Rice team talks the walk

Walk this way and a camera-carrying robot will follow. That sounds simple until you get into the details.

Fortunately, Steven Irby, an engineer in the Motion Analysis Lab at Shriners Hospital for Children in Houston, knew just where to look for someone who could handle those details.

Irby turned to engineering students at Rice University who routinely tackle such challenges for their senior design projects. In this case, they’re also supporting the noble goal, outlined in Rice’s Vision for the Second Century, to contribute to the community beyond the Houston campus.

The team of Rice seniors Jon Stanley, Ashley Hill and Laura Leim delivered the Trek Tracker, a high-tech video camera on a trolley that automates the process of videotaping a patient’s gait, from the perfect angle, while the patient walks.

Stanley, an electrical engineering major, described the system as a 24-foot-long printer mechanism with a camera. The computer-controlled Trek Tracker is smart enough to follow a moving patient step-by-step by keying in on one saturated color.

The team demonstrated the device, developed over the past nine months at Rice’s Oshman Engineering Design Kitchen, at the Brown School of Engineering Design Showcase at Rice Memorial Center’s Grand Hall a few weeks ago. When Hill donned a bright red jacket and started strolling, the camera, mounted 7 feet high and about 10 feet away on a track parallel to her path, rolled right along with her as it downloaded video to the computer controller.

→ Recorded data:
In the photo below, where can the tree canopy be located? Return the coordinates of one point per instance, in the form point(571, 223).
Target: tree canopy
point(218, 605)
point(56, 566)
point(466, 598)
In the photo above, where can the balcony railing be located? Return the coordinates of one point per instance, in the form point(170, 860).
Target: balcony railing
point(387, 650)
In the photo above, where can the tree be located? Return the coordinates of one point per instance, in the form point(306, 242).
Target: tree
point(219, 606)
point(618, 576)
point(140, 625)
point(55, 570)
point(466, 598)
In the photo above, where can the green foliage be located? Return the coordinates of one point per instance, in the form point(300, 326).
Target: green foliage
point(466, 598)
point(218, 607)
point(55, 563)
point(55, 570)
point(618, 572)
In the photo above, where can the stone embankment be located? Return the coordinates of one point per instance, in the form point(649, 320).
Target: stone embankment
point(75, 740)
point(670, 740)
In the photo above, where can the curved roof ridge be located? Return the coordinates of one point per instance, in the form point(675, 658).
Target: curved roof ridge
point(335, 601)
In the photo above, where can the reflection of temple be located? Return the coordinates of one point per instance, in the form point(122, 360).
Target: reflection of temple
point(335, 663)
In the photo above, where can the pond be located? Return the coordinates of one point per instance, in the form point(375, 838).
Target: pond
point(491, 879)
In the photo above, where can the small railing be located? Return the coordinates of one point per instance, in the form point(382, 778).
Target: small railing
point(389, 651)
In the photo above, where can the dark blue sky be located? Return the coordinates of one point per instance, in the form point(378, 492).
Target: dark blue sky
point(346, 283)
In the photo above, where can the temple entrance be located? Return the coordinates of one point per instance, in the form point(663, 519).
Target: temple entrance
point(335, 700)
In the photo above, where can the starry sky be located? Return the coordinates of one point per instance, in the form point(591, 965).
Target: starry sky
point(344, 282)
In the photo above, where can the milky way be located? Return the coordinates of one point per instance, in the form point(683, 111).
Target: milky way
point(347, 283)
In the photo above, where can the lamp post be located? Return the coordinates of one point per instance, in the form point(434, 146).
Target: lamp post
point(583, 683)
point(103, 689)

→ Tasks to perform:
A: In the Trek Tracker article, what does the device key in on to follow a moving patient?
B: Translate this sentence from the Trek Tracker article into Spanish: "Stanley, an electrical engineering major, described the system as a 24-foot-long printer mechanism with a camera."
C: Reproduce the part of the Trek Tracker article starting with "Rice team talks" and going on through "the Houston campus.".

→ Solved problems:
A: One saturated color.

B: Stanley, estudiante de ingeniería eléctrica, describió el sistema como un mecanismo de impresora de 24 pies de largo con una cámara.

C:
Rice team talks the walk

Walk this way and a camera-carrying robot will follow. That sounds simple until you get into the details.

Fortunately, Steven Irby, an engineer in the Motion Analysis Lab at Shriners Hospital for Children in Houston, knew just where to look for someone who could handle those details.

Irby turned to engineering students at Rice University who routinely tackle such challenges for their senior design projects. In this case, they’re also supporting the noble goal, outlined in Rice’s Vision for the Second Century, to contribute to the community beyond the Houston campus.